Problem requirements:
Repeat the records below word for word, but start at the line that contains "Drop a pin on the airplane, one", stop after the last line, and include nothing else.

*** Opening of Information ***

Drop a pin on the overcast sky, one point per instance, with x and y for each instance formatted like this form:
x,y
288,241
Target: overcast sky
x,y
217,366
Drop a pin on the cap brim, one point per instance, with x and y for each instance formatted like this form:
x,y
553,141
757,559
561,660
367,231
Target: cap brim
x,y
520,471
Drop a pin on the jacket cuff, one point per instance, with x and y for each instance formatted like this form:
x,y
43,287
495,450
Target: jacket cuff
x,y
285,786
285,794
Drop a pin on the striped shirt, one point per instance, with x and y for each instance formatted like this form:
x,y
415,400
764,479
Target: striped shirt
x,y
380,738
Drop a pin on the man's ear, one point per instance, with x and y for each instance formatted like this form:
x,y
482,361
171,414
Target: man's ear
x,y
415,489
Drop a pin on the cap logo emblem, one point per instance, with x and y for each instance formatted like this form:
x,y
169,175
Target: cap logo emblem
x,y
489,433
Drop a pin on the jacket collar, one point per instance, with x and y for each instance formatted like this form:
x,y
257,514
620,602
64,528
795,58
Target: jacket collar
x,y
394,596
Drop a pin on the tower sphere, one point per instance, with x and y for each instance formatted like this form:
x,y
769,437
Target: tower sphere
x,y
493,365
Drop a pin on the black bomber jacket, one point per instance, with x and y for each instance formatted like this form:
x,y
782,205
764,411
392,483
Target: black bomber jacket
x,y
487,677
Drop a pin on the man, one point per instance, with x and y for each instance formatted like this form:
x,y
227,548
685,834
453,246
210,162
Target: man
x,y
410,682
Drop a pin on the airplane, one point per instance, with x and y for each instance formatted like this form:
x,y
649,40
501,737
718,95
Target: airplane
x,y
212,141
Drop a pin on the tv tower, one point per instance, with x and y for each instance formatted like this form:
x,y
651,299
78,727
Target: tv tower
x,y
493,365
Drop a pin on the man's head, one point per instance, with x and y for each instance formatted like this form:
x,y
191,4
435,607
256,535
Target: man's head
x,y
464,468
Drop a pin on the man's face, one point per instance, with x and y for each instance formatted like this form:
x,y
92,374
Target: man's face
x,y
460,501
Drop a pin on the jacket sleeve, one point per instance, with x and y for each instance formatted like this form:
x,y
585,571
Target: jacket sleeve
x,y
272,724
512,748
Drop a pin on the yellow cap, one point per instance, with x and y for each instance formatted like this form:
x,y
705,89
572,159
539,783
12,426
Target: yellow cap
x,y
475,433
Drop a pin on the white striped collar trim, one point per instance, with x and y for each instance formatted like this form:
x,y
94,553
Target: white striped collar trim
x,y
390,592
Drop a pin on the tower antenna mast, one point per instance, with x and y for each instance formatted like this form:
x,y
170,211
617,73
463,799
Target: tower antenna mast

*** Close of Information ***

Solution to the exercise:
Drop a pin on the airplane, one point per instance, with x and y for each instance formatted like this form:
x,y
649,40
501,737
718,95
Target: airplane
x,y
212,141
Drop a pin on the tv tower, one point per instance, with x and y for each instance formatted like this form:
x,y
651,299
78,727
Target: tv tower
x,y
493,365
Drop a pin on the man's head, one point per instance, with x and y for each instance formatted like this form:
x,y
191,4
435,607
256,535
Target: man's head
x,y
464,468
Drop a pin on the man's face, one point per instance, with x and y for each instance formatted like this form:
x,y
92,374
Target: man's face
x,y
460,501
Drop a pin on the jacket sleeve, one point per instance, with x and y for each instance formatted like this form:
x,y
585,571
Target: jacket sleeve
x,y
272,724
512,748
Drop a pin on the yellow cap, one point per instance, with x and y for each instance formatted like this form:
x,y
705,89
572,159
539,783
12,426
Target: yellow cap
x,y
475,433
Drop a pin on the white striped collar trim, one point per instance, with x and y for each instance formatted like this form:
x,y
94,553
Target: white striped collar trim
x,y
390,592
Drop a pin on the tower antenna mast, one point per instance, with x and y for each instance formatted like this form:
x,y
170,211
617,73
463,799
Target: tower antenna mast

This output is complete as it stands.